Things to do >>
a: Answer these questions about the passage on espagnole sauce:
(i) According to the story, whose cooks helped to prepare the wedding feast?
(ii) With what did those cooks insist on improving the rich brown sauce of France?
(iii) In what quantities is the sauce used?
b: Edit the passage on espagnole sauce by rewriting it starting at "Before we continue, I" and ending at "be very cautious.", with "tedious" changed to "laborious".

Source extract >>
[BEGIN]

If you know french, or if you can guess Espagnole means spanish. But the actual sauce has little connection with Spanish cuisine. According to Louis Diat, the creator of vichyssoise and the author of the classic Gourmet’s Basic French Cookbook: “There is a story that explains why the most important basic brown sauce in French cuisine is called sauce espagnole, or Spanish sauce. According to the story, the Spanish cooks of Louis XIII’s bride, Anne, helped to prepare their wedding feast, and insisted upon improving the rich brown sauce of France with Spanish tomatoes. This new sauce was an instant success, and was gratefully named in honor of its creators.”

Before we continue, I would like t say that I have never made espagnole, because it is a very tedious and elaborate sauce. It is however very tasty and really brights up the dishes. Espagnole has a strong taste and is rarely used directly on food. The sauce is used in small quantities to give contrast between the different bites of food, and therefore highlight its flavor. Using even a little more than the required can overpower the taste of the target food and therefore you should be very cautious.

[END]

Data lines >>
[BEGIN]

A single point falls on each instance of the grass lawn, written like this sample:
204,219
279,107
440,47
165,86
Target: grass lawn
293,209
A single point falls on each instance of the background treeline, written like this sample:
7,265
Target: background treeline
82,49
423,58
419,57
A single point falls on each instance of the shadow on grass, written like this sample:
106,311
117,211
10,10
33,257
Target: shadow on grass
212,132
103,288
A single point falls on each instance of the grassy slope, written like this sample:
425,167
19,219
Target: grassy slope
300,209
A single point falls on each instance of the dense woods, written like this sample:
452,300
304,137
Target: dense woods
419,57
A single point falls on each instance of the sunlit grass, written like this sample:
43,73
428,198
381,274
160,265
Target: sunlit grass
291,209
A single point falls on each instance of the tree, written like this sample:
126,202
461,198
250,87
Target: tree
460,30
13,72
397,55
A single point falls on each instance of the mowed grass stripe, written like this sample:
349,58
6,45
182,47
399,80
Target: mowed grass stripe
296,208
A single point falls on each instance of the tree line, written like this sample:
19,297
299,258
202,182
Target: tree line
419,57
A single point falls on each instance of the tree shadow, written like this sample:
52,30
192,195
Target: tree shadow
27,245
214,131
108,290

[END]
[BEGIN]

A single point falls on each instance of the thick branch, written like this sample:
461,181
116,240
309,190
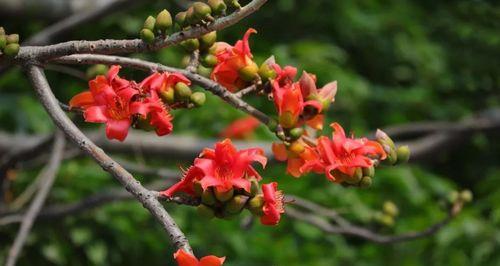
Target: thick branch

[END]
[BEGIN]

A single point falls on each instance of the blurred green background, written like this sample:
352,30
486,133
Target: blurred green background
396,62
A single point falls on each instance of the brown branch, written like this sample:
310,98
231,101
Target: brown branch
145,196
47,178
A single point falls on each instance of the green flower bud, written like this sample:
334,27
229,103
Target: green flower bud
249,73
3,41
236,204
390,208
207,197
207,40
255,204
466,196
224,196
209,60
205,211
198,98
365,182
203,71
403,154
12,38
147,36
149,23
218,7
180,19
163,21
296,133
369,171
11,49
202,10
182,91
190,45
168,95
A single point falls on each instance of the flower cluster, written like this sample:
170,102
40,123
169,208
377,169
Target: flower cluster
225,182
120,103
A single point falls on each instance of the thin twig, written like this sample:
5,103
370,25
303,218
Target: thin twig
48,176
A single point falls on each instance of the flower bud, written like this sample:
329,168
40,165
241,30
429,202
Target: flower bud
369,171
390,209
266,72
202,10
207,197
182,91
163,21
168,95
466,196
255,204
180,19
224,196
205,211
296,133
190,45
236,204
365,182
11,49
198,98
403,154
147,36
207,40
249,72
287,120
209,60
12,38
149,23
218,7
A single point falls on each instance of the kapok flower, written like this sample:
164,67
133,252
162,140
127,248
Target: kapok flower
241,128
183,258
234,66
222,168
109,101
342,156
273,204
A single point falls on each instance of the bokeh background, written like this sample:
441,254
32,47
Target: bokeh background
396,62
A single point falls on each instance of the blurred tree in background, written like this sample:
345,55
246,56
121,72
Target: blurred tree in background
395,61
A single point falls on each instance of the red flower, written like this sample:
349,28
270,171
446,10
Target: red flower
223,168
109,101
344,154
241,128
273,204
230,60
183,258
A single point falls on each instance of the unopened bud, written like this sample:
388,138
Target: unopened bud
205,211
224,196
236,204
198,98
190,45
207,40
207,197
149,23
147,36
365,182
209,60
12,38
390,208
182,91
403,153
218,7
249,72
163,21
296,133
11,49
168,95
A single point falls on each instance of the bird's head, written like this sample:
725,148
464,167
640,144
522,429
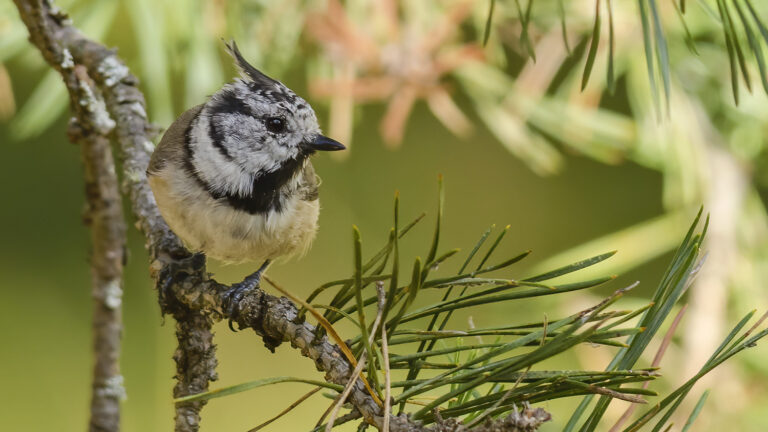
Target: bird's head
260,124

[END]

Responses to the exercise >>
a:
(i) The Spanish cooks of Louis XIII's bride, Anne.
(ii) Spanish tomatoes.
(iii) Small quantities.

b:
Before we continue, I would like t say that I have never made espagnole, because it is a very laborious and elaborate sauce. It is however very tasty and really brights up the dishes. Espagnole has a strong taste and is rarely used directly on food. The sauce is used in small quantities to give contrast between the different bites of food, and therefore highlight its flavor. Using even a little more than the required can overpower the taste of the target food and therefore you should be very cautious.